Start Text block
Not to be completely unhelpful, but it depends on what you're doing. Important factors include:

1) The size of your head.
2) The size of your head compared to your body.
3) The style of head you are making.
4) The look and expression you are trying to acheive.
5) The type of nose and jawset you plan to use.


----------



## Dokid (Feb 3, 2013)

It also depends if you want a more human look or a more feral look. As well as if you're going for toony or realistic. Some pictures would help us determine if you need to make the muzzle longer or shorter.

What I did was trace the outline of my head. Then I drew the muzzle unto there to figure out how big I wanted it before cutting.


----------



## Dokid (Feb 3, 2013)

Edit:....wow I posted on the wrong thread.


----------



## Halt (Feb 3, 2013)

I am trying to go for a toony type look here is my start on my muzzle so far http://i.imgur.com/mi084dc.jpg which i think might be to small. I did not know what to start on first while making my face so I just picked the muzzle. Any suggestions on what to start on first? like what piece? To answers some of your questions SpringDragon 


1) The size of your head.
End Text block
● **The problem**
What comes next in the forum thread about sizing a muzzle for a costume head? Continue it from its final line.
Start Record set
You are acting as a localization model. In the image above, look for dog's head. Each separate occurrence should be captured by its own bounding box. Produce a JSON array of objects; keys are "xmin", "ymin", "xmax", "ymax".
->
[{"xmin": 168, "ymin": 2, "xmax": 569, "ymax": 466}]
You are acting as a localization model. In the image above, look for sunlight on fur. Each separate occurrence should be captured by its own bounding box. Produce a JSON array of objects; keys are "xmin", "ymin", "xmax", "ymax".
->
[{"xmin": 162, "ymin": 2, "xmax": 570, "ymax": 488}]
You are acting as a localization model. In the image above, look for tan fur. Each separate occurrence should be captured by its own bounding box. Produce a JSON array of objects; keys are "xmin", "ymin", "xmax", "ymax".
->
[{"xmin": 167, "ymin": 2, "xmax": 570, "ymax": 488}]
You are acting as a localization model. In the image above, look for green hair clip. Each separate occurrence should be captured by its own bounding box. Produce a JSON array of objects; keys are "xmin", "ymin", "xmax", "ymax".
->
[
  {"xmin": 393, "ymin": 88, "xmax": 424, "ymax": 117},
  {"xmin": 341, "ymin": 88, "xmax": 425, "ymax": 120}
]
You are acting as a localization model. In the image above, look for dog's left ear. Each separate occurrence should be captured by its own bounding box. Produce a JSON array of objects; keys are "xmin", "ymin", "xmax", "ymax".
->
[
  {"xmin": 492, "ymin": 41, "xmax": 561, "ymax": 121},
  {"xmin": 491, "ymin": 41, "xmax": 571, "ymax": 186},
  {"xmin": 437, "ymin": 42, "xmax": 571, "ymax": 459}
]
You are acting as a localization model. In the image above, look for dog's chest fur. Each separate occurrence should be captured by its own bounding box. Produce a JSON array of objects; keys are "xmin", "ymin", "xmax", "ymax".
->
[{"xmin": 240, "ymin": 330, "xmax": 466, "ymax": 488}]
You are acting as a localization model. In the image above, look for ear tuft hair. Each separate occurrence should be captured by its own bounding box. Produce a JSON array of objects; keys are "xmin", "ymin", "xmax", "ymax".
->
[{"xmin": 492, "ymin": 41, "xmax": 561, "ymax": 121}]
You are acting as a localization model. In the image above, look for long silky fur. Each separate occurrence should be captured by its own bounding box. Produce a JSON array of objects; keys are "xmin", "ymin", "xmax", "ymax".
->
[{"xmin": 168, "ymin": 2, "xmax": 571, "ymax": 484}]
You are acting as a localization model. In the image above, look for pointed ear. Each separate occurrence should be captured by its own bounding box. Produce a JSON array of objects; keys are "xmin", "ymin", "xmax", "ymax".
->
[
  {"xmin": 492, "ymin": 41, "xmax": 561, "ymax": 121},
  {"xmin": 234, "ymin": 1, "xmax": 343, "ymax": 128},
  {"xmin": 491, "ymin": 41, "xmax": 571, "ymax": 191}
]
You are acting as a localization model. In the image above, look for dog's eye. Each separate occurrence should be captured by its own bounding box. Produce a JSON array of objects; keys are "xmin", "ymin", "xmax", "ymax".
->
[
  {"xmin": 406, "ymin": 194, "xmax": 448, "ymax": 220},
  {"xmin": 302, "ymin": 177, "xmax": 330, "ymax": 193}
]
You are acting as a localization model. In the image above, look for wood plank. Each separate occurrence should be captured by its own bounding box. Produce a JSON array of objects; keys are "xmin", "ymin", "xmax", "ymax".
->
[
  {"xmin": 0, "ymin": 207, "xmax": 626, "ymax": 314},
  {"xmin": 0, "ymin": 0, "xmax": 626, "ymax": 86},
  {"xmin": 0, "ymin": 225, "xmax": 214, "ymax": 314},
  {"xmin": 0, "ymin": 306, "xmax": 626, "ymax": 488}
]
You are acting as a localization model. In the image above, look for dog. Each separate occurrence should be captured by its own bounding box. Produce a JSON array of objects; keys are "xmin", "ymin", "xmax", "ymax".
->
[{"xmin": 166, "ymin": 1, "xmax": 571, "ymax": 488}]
End Record set
● **Task response**
Here is a picture i just took to possibly help (I know i need a hair cut lol)
http://imgur.com/Q1y8uXY

forehead - 23 1/2 inch 
What other measurements should I take? 

2) The size of your head compared to your body.
I would like it to look this size http://t.facdn.net/9842574@400-1359922112.jpg

3) The style of head you are making.
A toony type look but with a hint of realism so you can tell im a wolf over a dog. (trying to avoid dog syndrome) 

4) The look and expression you are trying to acheive.
I would like to look like a happy wolf  Im a goofy person so I think that would be a fitting expression

5) The type of nose and jawset you plan to use.
This idk what I should use, any recommendations? 


Thanks again guys for all your help!


----------



## Halt (Feb 3, 2013)

I started on the eye sockets / eyebrows  is this the right placement for them / right shape ? http://imgur.com/tNAVpgn


----------



## Dokid (Feb 3, 2013)

It's the right shape but boy those are some giant eyebrows. I hope you trim them a bit. I've found that when I foam my heads I like to do the muzzle first then build up the cheeks. It then gives me a little window or platform for making the eyebrows.


----------



## Halt (Feb 3, 2013)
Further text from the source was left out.